Skip to content

Store Daemon Deployment

This page describes how to run the C++ StoreDaemon (daemon/tensorcast_daemon) in development and production using the unified runtime configuration.

Binary

  • Build from source (development):
bazel build //daemon:tensorcast_daemon
  • Packaged wheel includes the daemon at tensorcast/bin/tensorcast_daemon and the Python CLI will use it automatically.

Launch via Python CLI

Use the unified YAML config and start via CLI (default --global-store-mode is none):

uv run tensorcast-cli daemon start --global-store-mode connect --global-store-address 127.0.0.1:50051

If you omit --config, the CLI tries $TENSORCAST_DAEMON_CONFIG, then examples/config/store_daemon_config.yaml (repo checkout or packaged wheel), and errors if no config is found. Set listen/advertise addresses through the config file instead of CLI flags. You can also override config values inline with --set KEY=VALUE (repeatable). Example: --set engine.memory_tiers.stable_bytes=4GB. Common shortcuts: --stable-bytes, --mem-pool-size-bytes, --enable-rdma, --log-level.

The CLI locates the binary from the wheel or development path automatically and extends LD_LIBRARY_PATH with the TensorCast shared library bundle as well as the PyTorch, NVIDIA, and auxiliary CUDA runtime directories (including packages such as cusparselt that are installed outside the nvidia namespace) that live inside the active Python environment. This allows the daemon to resolve libstore_engine, libtorch and CUDA components even when only the binary is present on disk. If you need extra launcher environment for the daemon binary, set envs in the daemon config. envs.LD_LIBRARY_PATH is merged in this order: inherited shell entries, then configured entries, then the auto-discovered TensorCast/PyTorch/CUDA directories. Other envs.* keys are passed through directly to the daemon process.

By default the daemon runs in the background after tensorcast-cli daemon start returns, and logs are persisted under ~/.tensorcast/hosts/<host_id>/sessions/<id>/logs (view them with uv run tensorcast-cli daemon logs). Add --blocking to keep the daemon attached to the CLI, stream logs directly to the terminal (stdio inherited to avoid buffered crash output), and stop it when the CLI exits (SIGTERM with a ~35s grace before SIGKILL). In blocking mode, logs are not persisted to the session log files.

Manage Daemon Sessions

Daemon sessions are tracked under ~/.tensorcast/hosts/<host_id>/sessions/<session_id> and the current session id is stored in ~/.tensorcast/hosts/<host_id>/current_session (where <host_id> is derived from the hostname and machine-id). Session metadata is written as soon as the daemon process starts (before readiness), so SDK tc.init(mode="connect") can discover the session while startup continues; retry if the daemon is still initializing. The CLI emits periodic readiness status messages if startup takes longer than a few seconds and probes both the configured listen host and loopback to avoid hanging on a non-local listen address. Transient readiness probe errors are suppressed during startup and only surfaced if the daemon fails to become ready.
- - -
[Set problem A]: What is the default --global-store-mode when the daemon is started through the CLI, according to the store daemon deployment page?
[Set problem B]: Copy a passage of the store daemon deployment page word for word, beginning at the words "Skip to content" and stopping after "use it automatically.".
[Set problem C]: Continue the store daemon deployment page from the point where it ends.

[Source data]:
- - -
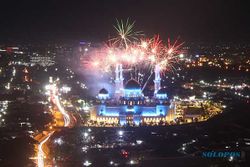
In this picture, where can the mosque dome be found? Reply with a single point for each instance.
- - -
[Task output A]: The default --global-store-mode is none.

[Task output B]:
Skip to content

Store Daemon Deployment

This page describes how to run the C++ StoreDaemon (daemon/tensorcast_daemon) in development and production using the unified runtime configuration.

Binary

  • Build from source (development):
bazel build //daemon:tensorcast_daemon
  • Packaged wheel includes the daemon at tensorcast/bin/tensorcast_daemon and the Python CLI will use it automatically.

[Task output C]:
Only one Store Daemon instance is allowed per host-scoped runtime root under $TENSORCAST_HOME. If you run tensorcast-cli daemon start while another daemon is already running, the CLI returns an error and prints the existing daemon session details; reuse that instance or stop it before starting a new one.

When tensorcast-cli daemon stop is invoked without a session id, the CLI resolves the active daemon from ~/.tensorcast/hosts/<host_id>/runtime/state.json first, then falls back to ~/.tensorcast/hosts/<host_id>/current_session.

Common commands:

# Status (connects to daemon gRPC if available, otherwise shows process info)
uv run tensorcast-cli daemon status

# Logs (stdout by default, --stderr for stderr; add -f to follow)
uv run tensorcast-cli daemon logs -f

# Stop current session (SIGTERM with a ~35s grace before SIGKILL)
uv run tensorcast-cli daemon stop

Observability

Metrics are exposed via the unified system; the daemon no longer provides an HTTP metrics endpoint.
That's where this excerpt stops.